* TASK STATEMENT:
Once the line containing "the chrome front" is located in the records below, repeat it and all lines that follow it exactly, leaving out any picture.

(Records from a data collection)
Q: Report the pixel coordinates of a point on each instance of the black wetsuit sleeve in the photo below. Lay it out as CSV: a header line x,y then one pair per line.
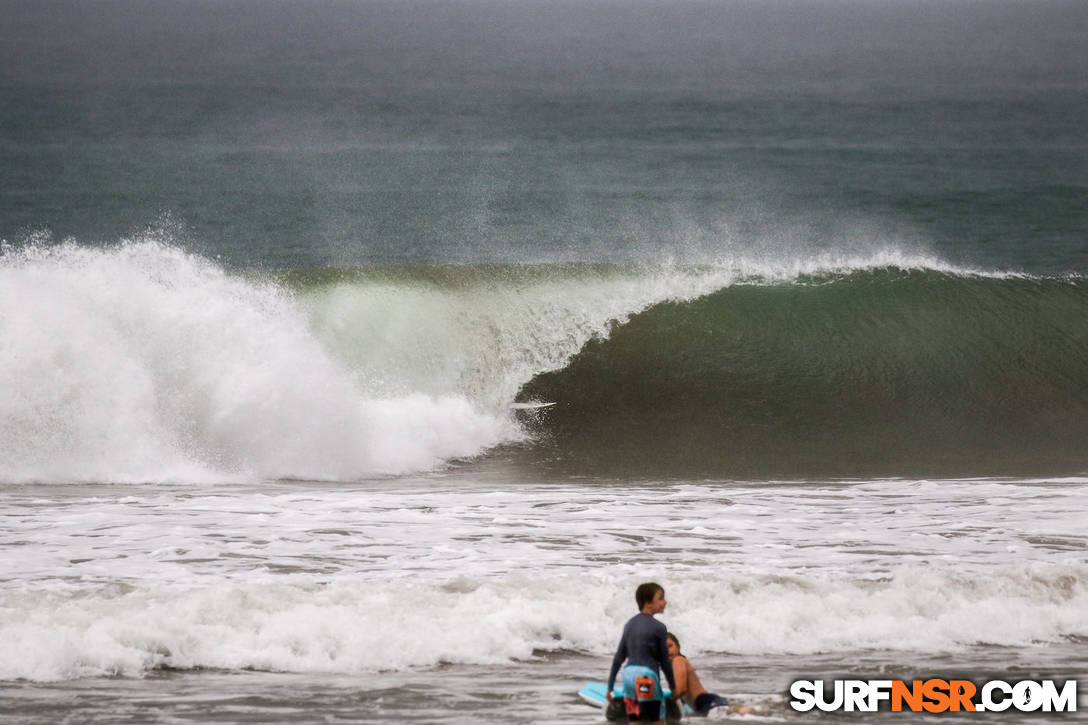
x,y
666,661
618,660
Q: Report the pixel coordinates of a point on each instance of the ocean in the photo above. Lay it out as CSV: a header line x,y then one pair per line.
x,y
360,357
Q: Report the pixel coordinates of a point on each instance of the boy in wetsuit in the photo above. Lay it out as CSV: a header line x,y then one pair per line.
x,y
691,689
643,647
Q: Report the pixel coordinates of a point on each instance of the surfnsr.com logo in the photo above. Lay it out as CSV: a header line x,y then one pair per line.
x,y
934,696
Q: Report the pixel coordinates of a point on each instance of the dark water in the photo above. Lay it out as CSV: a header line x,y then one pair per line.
x,y
771,238
274,133
882,372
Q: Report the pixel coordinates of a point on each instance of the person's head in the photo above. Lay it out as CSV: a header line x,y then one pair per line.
x,y
651,598
672,644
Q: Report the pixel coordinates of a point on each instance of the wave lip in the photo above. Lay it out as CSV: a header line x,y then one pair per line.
x,y
881,371
141,363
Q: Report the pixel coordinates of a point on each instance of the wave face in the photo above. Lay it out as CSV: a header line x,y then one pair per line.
x,y
877,371
286,626
143,363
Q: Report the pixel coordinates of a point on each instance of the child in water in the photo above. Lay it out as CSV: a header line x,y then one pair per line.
x,y
690,689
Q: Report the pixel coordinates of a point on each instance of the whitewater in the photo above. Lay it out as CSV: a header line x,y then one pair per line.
x,y
317,475
143,363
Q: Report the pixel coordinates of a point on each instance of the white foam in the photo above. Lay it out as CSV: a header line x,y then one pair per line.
x,y
141,363
351,626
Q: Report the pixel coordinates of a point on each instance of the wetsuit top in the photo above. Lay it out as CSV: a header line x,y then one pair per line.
x,y
643,643
690,683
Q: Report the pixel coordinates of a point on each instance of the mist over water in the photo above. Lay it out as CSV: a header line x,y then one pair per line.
x,y
804,282
285,134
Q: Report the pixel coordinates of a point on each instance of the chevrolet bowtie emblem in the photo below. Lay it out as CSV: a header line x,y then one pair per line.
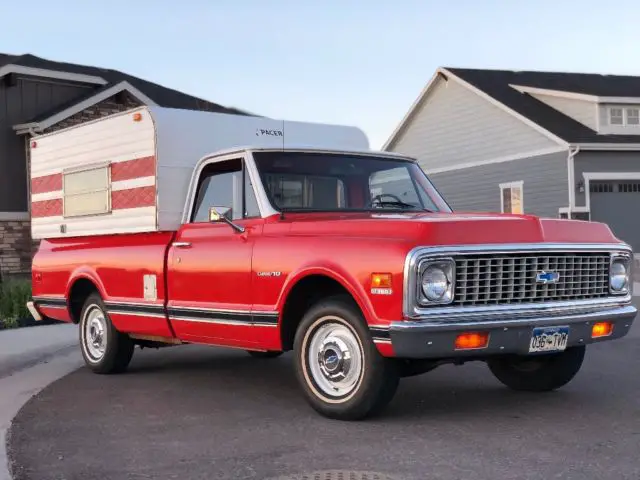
x,y
547,277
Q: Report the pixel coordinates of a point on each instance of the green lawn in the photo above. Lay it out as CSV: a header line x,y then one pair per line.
x,y
14,294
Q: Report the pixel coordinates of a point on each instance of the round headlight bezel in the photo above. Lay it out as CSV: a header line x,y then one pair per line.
x,y
436,282
619,274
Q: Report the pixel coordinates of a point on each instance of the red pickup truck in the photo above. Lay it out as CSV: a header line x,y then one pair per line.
x,y
161,227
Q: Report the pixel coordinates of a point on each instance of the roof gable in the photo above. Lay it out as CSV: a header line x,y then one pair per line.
x,y
148,92
501,86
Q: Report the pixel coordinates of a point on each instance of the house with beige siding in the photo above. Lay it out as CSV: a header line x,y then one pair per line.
x,y
39,96
551,144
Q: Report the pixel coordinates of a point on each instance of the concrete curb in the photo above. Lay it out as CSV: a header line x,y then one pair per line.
x,y
31,359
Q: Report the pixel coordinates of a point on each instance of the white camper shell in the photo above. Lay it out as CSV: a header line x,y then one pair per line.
x,y
130,172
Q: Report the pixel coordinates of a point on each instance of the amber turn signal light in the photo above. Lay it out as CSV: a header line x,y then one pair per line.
x,y
472,340
380,280
601,329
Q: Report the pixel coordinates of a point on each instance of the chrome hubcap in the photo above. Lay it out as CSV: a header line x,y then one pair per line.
x,y
95,335
335,359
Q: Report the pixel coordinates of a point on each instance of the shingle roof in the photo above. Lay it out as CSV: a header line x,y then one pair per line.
x,y
163,96
496,83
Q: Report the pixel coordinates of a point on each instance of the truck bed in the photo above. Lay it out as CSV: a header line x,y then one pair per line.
x,y
117,265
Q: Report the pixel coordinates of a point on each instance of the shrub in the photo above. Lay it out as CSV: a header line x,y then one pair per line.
x,y
14,295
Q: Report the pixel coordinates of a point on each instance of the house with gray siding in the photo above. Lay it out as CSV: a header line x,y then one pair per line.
x,y
39,96
550,144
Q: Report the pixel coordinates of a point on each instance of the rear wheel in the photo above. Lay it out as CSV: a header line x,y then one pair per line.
x,y
341,372
104,349
539,373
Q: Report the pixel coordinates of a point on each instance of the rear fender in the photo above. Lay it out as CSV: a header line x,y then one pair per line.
x,y
85,273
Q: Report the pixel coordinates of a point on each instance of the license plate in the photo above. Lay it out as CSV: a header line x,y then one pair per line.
x,y
549,339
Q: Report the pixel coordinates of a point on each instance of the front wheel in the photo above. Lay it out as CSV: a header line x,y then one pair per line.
x,y
540,373
104,349
342,374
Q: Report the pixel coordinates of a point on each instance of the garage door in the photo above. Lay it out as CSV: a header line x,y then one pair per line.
x,y
617,203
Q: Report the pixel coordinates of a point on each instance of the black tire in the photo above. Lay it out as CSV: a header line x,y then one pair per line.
x,y
375,383
538,374
267,354
118,347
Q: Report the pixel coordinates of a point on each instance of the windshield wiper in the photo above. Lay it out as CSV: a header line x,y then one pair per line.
x,y
402,205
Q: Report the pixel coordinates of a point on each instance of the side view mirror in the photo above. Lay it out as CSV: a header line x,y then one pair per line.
x,y
223,214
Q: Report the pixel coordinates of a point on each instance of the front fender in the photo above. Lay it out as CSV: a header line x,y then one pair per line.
x,y
335,272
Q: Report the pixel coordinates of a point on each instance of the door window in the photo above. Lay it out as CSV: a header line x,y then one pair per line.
x,y
225,185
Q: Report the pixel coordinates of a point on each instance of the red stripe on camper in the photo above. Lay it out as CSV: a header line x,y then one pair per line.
x,y
47,183
133,198
137,168
46,208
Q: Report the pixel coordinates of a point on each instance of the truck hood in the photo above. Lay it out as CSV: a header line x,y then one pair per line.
x,y
451,228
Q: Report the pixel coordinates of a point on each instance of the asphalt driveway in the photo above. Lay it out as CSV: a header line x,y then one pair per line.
x,y
203,413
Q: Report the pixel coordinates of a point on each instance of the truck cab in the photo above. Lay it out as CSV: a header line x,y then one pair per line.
x,y
307,242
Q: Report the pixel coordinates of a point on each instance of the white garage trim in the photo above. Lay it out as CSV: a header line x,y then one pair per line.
x,y
588,176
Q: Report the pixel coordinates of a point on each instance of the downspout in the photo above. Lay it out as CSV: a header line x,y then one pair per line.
x,y
571,178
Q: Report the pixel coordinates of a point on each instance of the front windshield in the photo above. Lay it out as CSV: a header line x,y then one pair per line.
x,y
328,182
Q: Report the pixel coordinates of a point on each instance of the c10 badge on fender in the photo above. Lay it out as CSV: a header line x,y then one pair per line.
x,y
549,339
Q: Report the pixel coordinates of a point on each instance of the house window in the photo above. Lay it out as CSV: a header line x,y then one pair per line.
x,y
624,116
633,116
616,116
87,191
511,197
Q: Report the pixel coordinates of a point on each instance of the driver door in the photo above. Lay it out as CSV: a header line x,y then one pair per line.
x,y
209,264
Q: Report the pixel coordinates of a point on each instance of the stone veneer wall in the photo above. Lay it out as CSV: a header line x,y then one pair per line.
x,y
16,248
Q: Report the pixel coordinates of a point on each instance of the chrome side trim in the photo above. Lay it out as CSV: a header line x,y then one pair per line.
x,y
34,312
135,314
220,321
410,307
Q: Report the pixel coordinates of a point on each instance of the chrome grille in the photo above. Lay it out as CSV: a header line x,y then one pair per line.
x,y
511,278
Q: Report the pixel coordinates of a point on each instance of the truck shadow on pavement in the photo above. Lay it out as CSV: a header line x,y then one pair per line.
x,y
196,412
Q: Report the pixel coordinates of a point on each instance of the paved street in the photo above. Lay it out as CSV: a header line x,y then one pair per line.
x,y
203,413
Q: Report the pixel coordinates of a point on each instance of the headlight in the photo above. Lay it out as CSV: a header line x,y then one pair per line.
x,y
437,282
619,275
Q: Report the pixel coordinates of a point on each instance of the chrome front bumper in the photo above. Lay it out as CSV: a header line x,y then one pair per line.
x,y
509,329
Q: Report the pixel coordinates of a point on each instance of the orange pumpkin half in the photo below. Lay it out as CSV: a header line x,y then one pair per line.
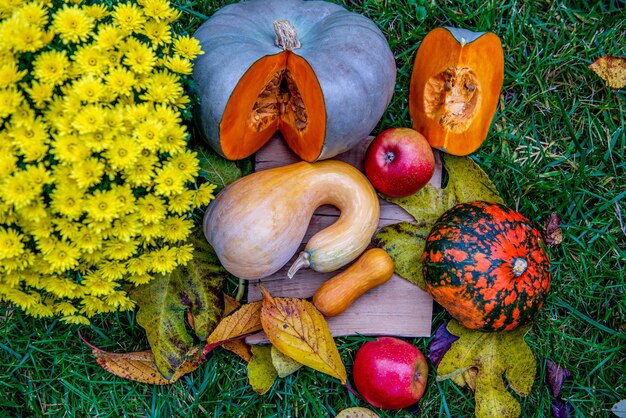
x,y
455,87
318,73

* FINAL ANSWER:
Q: Report the pixel coordinates of a point on each instance of the chrome front bumper in the photo above. Lay it out as CSV: a header line x,y then one pair per line.
x,y
509,329
Q: Report the pixel coordinates of a point on each instance of the orange pumpkin half in the photo below. Lay it out as CSV: a header line x,y then one pair per line.
x,y
455,87
318,73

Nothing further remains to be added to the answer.